Collected data:
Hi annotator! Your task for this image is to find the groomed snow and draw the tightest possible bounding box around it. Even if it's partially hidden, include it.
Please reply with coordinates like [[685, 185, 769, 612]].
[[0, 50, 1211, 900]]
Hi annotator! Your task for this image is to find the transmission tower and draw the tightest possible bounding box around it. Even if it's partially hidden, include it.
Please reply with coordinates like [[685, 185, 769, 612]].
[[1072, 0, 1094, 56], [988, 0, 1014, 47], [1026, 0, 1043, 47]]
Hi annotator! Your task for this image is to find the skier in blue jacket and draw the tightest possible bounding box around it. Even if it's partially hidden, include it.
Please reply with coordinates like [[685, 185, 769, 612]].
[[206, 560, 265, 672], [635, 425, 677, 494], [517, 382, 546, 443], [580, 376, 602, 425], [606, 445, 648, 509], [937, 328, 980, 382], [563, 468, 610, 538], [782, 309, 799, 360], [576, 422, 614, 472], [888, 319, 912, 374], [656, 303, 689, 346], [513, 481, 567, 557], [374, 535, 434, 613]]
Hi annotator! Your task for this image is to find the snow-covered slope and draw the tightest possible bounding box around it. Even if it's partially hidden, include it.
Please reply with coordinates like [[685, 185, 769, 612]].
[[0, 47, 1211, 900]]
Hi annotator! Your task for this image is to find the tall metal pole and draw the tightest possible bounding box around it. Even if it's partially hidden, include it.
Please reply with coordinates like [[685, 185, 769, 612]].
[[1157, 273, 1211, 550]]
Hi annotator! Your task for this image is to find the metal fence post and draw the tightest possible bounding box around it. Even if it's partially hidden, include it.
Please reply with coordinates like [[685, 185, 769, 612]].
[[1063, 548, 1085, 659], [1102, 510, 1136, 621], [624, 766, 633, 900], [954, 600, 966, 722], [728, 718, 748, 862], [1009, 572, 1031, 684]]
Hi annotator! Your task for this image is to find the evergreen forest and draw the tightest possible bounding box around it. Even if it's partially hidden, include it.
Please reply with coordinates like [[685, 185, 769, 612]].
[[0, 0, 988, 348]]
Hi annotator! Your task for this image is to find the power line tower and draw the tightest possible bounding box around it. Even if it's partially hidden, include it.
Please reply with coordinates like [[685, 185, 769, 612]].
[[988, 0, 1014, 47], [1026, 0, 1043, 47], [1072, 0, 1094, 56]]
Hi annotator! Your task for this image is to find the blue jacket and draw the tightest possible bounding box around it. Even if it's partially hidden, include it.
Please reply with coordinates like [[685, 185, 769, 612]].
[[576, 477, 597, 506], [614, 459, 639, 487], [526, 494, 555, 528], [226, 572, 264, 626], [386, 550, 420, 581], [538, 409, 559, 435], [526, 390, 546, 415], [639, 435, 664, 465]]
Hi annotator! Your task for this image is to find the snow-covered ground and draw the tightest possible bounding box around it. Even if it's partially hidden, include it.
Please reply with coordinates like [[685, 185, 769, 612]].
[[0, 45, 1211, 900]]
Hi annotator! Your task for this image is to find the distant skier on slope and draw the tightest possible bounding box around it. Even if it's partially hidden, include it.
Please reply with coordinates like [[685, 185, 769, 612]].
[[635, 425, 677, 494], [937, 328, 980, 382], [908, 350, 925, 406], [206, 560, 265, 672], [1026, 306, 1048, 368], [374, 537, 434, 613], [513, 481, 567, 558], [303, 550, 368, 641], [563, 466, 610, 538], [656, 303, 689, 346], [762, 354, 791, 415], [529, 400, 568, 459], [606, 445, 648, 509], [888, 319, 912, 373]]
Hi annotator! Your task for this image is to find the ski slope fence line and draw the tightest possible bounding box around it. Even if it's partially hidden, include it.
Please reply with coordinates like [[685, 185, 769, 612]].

# Description of the task
Reproduce all of the material above verbatim, line for line, without any changes.

# Answer for the task
Hi annotator! Your task for this image is to find the groomed snow and draw the tightest possible bounding box around it. Even if it's partially hidden, include it.
Please reply with coordinates like [[685, 185, 769, 612]].
[[0, 50, 1211, 900]]
Hi annotator! Your task for this image is to find the transmission tower and draw the tightest possible bounding box around it. Even if it's partially hidden, include it.
Please reply with coordinates like [[685, 185, 769, 612]].
[[1072, 0, 1094, 56], [988, 0, 1014, 47], [1026, 0, 1043, 47]]
Hi annotator! Your task for this image is to find the skier in blue jacket and draw the tightest possible bounding box around it. Even if it's partially hidden, include it.
Please reply with coordinates like [[685, 185, 769, 612]].
[[206, 560, 265, 672], [635, 425, 677, 494], [517, 382, 546, 443], [580, 376, 602, 425], [606, 445, 648, 509], [937, 328, 980, 382], [563, 468, 610, 538], [782, 309, 799, 360], [576, 422, 614, 472], [888, 319, 912, 374], [656, 303, 689, 346], [513, 481, 567, 557], [374, 535, 434, 613]]
Hi annotator! Your task for this image is to find the snow-covered slope and draw the tightest possible bounding box around it. Even if it's partially hidden, include it.
Please reply with coordinates like [[685, 185, 769, 612]].
[[0, 47, 1211, 900]]
Hi annotator! Your task for this image is to find the tall metal pole and draw the tightest possible bounding box around it. Even if it's partially hidden, include it.
Please reply with coordinates like [[685, 185, 769, 612]].
[[1157, 273, 1211, 550]]
Hi annotator! Your task for this image is to find the metal fence post and draw the tightest possible bounding box around it. Even if it's partially hidden, include it.
Please reply with coordinates like [[685, 185, 769, 612]].
[[1063, 548, 1085, 659], [1102, 510, 1136, 621], [624, 766, 633, 900], [954, 600, 966, 722], [728, 718, 748, 862], [1009, 572, 1031, 684]]
Hi annotator! Your task for this image is to find the evergreen forest and draw the tightest possible bounding box around it. Even if it's partially hidden, include it.
Please reply with coordinates like [[685, 185, 769, 612]].
[[0, 0, 988, 348]]
Hi annotator! Your task for this image is to find the power line tower and draw the tightest possible bounding box around it. Even if it's partially hidden, include it.
Please reply with coordinates like [[685, 185, 769, 612]].
[[988, 0, 1014, 47], [1026, 0, 1043, 47], [1072, 0, 1094, 56]]
Hi annotator! Your task for this image is to find the blue jacket and draw the tightest possible bounding box around it. Even if it's partially hidden, include it.
Please reply with coordinates like [[685, 185, 769, 612]].
[[576, 477, 597, 506], [614, 459, 639, 487], [526, 494, 555, 528], [226, 572, 264, 626], [386, 550, 420, 581], [538, 409, 559, 435], [526, 390, 546, 415], [639, 435, 664, 465]]
Hi annotator! Your task for this image is to find the snow-covered ground and draw the tightest possible bounding box around it. Even if it's partially hidden, include it.
Please reply with coordinates like [[685, 185, 769, 612]].
[[0, 45, 1211, 900]]
Hi annotator! Your task for this image is to find the distant skier on slope and draw the tightest possible bounding box around it. Even if it's partially hidden, include it.
Please reply with coordinates like [[685, 185, 769, 612]].
[[635, 425, 677, 494], [937, 328, 980, 382], [908, 350, 925, 406], [206, 560, 265, 672], [1026, 306, 1048, 368], [374, 537, 434, 613], [513, 481, 567, 558], [303, 550, 368, 641], [563, 466, 610, 538], [656, 303, 689, 346], [762, 354, 791, 415], [529, 400, 568, 459], [606, 445, 648, 509], [888, 319, 912, 373]]
Hi annotator! Your task for this image is to find the ski slope fence line and draw the tightest possible bounding box around it. Even if it's partially hidden, include it.
Please reply with coordinates like [[685, 185, 769, 612]].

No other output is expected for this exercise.